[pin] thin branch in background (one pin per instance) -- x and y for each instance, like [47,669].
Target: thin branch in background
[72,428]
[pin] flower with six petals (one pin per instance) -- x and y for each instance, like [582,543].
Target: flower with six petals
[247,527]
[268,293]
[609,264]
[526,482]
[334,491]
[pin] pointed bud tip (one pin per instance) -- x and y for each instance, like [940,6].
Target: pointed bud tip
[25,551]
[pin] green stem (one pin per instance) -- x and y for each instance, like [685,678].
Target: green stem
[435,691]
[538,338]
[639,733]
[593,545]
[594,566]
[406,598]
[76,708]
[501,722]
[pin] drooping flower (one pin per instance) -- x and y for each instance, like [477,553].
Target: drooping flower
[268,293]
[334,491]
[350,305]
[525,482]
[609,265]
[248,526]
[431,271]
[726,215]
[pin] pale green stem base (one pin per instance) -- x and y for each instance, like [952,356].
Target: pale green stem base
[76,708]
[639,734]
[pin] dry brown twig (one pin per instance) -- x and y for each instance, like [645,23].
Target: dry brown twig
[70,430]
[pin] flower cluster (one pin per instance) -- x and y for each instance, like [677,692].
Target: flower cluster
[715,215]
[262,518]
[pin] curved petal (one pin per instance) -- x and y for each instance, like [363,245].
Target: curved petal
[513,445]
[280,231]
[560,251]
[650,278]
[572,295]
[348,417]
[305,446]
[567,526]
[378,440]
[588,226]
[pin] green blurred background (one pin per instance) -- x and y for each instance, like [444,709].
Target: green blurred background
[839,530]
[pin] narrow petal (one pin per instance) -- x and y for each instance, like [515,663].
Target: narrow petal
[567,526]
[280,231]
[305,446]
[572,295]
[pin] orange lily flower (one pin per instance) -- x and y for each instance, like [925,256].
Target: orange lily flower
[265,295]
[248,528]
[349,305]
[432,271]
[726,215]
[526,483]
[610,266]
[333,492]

⁂

== Stated task ==
Please switch "orange lily" to "tiger lily" in the part of the entries that opens with the line containing "[pin] flower cluster" and runs through the end of the entries, and write out those lines with everything else unchanged.

== Reply to the task ==
[pin] flower cluster (one pin per instance) -- x and y for each instance, like [677,692].
Target: flower cluster
[715,215]
[262,518]
[pin] curved petal (one pin per instance) -- x and y for each instance, like [363,245].
Target: curved petal
[513,445]
[280,231]
[560,251]
[650,278]
[572,295]
[348,417]
[305,446]
[567,526]
[378,440]
[588,226]
[pin] green blurred background (one pin per instance) -- x and y for each instance, like [444,709].
Target: green blurred background
[839,530]
[pin] narrow petal (one pin per instance) -- x and y for each instance, like [515,663].
Target: narrow petal
[567,526]
[280,231]
[305,446]
[572,295]
[pin] tiger lily flower (one pin per instance) -- x and y for each instance, like [925,256].
Target: tiger lily flower
[265,295]
[248,528]
[349,305]
[432,271]
[726,215]
[526,483]
[610,266]
[333,492]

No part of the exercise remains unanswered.